▸ **Task objective**
Please resume the post about the Python Base and Optional classes, picking up right after its last line.

My Base class is defined in the first module. It contains a number of attributes, properties and methods. Some of the latter use the former two to calculate additional results which are also stored as cached properties, because this calculations can be quite CPU expensive.

# in base.py

from optional import Optional

class Base:
    
    def __init__(self, a,b,c):
        self.a = a
        self.b = b        
        ##### more attributes...
    
    @property
    def prop1(self):
        if not hasattr(self, '_prop1'):
            self._prop1 = self.calc_prop1()
        return self._prop1
    
    ##### more properties like this...
    
    def calc_prop1(self):
        # expensive calculation that uses self.a, self.b etc...
        return prop1
    
    
    def add_optional(self):
        self.optional = Optional(self)
    
    
    def expensive_function(self,x,y):
        a = self.a
        b = self.b
        
        d = self.optional.d
        
        # CPU expensive code
        
        return results

Instances of Base can also contain an instance of Optional which is defined in a second module:

# in optional.py

import base        
        
class Optional:

    def __init__(self, base : 'base.Base'):
        self.a = base.a
        self.prop1 = base.prop1
    
    def calc_d(self):
        # expensive calculation that uses self.a, self.b, self.prop1 etc...

Records of labeled points
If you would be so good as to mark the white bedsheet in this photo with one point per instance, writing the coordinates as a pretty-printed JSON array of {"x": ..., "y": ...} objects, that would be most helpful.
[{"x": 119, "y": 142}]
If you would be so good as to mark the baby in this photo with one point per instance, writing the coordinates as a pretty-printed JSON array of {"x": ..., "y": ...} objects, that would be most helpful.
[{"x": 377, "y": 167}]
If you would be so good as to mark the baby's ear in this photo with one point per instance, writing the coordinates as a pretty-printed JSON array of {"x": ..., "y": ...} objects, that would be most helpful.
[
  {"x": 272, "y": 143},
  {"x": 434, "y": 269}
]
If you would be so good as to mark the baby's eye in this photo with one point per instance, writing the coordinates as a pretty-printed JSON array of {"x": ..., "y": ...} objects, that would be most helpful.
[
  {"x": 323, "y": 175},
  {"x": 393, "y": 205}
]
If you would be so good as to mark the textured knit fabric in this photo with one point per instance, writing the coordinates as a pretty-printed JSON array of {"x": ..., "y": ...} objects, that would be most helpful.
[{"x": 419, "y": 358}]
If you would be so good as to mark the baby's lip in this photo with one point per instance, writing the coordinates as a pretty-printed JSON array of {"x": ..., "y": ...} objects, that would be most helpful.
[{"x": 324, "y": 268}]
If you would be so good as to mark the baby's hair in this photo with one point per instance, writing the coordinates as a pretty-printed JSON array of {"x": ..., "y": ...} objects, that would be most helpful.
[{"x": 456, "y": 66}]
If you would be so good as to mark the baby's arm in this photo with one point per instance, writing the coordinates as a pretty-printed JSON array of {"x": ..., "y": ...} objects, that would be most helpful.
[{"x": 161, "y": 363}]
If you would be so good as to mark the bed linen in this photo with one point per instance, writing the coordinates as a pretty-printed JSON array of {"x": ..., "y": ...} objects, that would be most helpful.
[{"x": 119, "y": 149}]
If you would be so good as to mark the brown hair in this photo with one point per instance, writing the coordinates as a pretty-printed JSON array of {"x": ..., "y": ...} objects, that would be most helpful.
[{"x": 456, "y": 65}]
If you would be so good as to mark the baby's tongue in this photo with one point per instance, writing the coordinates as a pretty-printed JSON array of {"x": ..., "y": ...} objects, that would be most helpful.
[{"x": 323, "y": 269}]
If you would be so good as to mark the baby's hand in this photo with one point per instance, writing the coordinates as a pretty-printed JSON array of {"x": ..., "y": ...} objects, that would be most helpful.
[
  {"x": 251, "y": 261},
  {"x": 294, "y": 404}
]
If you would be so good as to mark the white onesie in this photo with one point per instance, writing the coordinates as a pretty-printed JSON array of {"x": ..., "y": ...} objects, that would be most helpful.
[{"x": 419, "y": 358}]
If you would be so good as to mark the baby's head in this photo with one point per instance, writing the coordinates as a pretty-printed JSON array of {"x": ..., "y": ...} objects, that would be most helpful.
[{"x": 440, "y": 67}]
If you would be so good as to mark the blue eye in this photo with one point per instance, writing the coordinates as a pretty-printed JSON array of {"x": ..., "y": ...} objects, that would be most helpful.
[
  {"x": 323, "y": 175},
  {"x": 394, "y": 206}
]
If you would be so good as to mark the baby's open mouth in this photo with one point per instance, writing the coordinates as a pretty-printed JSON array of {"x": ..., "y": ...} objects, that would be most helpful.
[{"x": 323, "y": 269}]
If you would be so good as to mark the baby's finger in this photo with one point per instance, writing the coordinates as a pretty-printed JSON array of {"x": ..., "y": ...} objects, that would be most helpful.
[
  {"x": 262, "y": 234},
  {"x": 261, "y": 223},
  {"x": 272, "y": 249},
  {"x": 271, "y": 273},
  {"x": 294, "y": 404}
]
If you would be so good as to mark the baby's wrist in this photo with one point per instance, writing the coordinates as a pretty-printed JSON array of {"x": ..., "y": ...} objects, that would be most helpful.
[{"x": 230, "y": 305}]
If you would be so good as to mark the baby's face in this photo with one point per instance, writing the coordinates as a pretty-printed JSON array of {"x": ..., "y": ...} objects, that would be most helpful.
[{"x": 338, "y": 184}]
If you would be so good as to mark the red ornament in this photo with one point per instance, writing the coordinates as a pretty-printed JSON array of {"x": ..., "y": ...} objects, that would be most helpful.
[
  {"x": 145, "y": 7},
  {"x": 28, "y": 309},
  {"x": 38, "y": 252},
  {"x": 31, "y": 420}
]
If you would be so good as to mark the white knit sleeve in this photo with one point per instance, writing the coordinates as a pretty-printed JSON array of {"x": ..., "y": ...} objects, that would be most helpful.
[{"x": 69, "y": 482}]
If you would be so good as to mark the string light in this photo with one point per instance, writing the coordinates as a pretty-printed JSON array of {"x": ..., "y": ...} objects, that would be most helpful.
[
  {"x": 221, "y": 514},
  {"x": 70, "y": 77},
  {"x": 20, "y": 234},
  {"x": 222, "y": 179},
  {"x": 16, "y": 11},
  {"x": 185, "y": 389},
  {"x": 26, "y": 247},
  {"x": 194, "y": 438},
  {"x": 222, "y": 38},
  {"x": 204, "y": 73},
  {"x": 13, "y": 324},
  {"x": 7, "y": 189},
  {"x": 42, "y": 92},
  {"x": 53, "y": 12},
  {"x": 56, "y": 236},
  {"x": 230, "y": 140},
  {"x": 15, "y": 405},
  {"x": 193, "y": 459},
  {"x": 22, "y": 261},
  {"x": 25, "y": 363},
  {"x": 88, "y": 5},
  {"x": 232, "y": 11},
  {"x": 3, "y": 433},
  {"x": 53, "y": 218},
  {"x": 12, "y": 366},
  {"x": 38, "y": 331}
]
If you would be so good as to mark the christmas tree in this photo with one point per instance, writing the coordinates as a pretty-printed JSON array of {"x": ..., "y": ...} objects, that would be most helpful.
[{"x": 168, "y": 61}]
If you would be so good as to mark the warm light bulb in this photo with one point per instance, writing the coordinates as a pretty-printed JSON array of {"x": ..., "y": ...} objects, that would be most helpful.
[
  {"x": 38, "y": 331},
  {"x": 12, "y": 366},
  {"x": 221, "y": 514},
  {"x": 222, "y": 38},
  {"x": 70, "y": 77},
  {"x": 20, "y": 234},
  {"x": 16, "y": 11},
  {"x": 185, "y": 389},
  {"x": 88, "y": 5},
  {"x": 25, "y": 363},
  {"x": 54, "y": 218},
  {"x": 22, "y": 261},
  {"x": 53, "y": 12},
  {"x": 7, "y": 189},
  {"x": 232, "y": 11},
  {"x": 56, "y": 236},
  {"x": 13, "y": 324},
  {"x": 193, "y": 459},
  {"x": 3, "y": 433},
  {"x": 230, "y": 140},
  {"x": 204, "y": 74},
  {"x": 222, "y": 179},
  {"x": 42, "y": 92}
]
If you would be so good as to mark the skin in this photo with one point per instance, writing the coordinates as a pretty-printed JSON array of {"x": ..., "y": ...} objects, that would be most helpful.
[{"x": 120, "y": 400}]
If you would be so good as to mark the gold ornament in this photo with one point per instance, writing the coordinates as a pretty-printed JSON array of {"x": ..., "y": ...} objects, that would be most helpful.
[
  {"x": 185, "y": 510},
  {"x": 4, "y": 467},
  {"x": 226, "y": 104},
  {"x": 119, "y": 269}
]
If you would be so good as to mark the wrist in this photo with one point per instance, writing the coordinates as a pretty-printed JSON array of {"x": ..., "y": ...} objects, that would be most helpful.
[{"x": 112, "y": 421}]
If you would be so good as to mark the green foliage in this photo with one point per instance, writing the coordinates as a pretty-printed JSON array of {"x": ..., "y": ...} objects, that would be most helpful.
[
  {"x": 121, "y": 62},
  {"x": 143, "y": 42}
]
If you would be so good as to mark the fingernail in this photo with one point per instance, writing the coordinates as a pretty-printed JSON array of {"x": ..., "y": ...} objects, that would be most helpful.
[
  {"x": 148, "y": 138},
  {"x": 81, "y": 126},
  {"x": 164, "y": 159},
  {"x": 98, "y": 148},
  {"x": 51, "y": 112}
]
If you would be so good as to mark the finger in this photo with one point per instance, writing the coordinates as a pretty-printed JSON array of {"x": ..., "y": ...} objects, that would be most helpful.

...

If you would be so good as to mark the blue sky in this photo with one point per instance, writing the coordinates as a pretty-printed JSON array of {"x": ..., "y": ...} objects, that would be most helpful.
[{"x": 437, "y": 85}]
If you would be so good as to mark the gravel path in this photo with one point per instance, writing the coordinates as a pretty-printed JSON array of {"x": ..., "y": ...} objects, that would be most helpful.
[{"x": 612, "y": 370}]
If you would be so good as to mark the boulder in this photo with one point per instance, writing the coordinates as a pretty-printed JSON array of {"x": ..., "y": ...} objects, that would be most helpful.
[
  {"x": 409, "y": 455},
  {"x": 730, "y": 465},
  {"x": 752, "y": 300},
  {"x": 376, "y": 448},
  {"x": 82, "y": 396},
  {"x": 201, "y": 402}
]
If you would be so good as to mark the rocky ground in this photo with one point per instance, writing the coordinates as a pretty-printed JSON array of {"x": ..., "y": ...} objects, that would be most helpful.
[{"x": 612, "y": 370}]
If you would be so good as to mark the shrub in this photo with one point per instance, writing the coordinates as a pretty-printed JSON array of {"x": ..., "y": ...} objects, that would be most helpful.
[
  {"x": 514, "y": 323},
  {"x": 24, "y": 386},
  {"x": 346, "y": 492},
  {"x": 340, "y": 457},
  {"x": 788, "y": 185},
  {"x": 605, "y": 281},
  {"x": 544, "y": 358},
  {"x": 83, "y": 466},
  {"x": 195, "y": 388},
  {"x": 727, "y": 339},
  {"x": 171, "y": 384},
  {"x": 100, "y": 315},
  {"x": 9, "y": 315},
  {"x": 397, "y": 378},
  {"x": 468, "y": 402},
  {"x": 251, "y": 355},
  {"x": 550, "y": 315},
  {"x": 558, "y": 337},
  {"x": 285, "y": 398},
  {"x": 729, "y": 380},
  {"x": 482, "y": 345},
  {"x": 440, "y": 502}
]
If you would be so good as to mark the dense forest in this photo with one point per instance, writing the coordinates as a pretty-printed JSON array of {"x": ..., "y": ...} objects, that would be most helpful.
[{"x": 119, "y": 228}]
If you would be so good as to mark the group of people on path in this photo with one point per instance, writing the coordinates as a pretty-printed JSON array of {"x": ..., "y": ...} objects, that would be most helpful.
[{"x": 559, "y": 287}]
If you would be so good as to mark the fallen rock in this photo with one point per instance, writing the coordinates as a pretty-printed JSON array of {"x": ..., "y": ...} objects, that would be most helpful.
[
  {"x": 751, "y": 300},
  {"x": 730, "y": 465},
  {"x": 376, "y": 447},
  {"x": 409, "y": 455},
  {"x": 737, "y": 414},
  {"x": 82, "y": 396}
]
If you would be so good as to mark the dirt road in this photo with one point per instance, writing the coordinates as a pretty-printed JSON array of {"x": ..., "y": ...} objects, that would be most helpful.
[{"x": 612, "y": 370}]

▸ **Exercise response**
        self.d = result

The instance of Optional uses many of the data contained in the Base instance (attributes and properties) to do its own expensive calculations that deliver results which also have a large data footprint.

Eventually, this means that instances of Base are relatively large, especially when they contain an Optional object.

Now I want to employ pathos.multiprocessing for e.g. Base.expensive_function when iterating over many x and y. Although pathos uses dill and is thus capable of serializing the method, this will require the whole Base instance to be sent to all workers for each process (right?). The resulting overhead kills all potential benefits of the multiprocessing.

My current workaround is to define a Reduced_Base class and move expensive_function there, like this:

class Reduced_Base:
    def __init__(self,base : Base):
        self.a = base.a
        self.d = base.optional.d
    
    def expensive_function(self,x,y):
        a = self.a
        
        d = self.d
        
        # CPU expensive code
        
        return results

I can then use Reduced_Base.expensive_function for my parallelization instead of Base.expensive_function. This way, the object sent to the workers (an instance of Reduced_Base) only contains the necessary data from Base and Optional for expensive_function.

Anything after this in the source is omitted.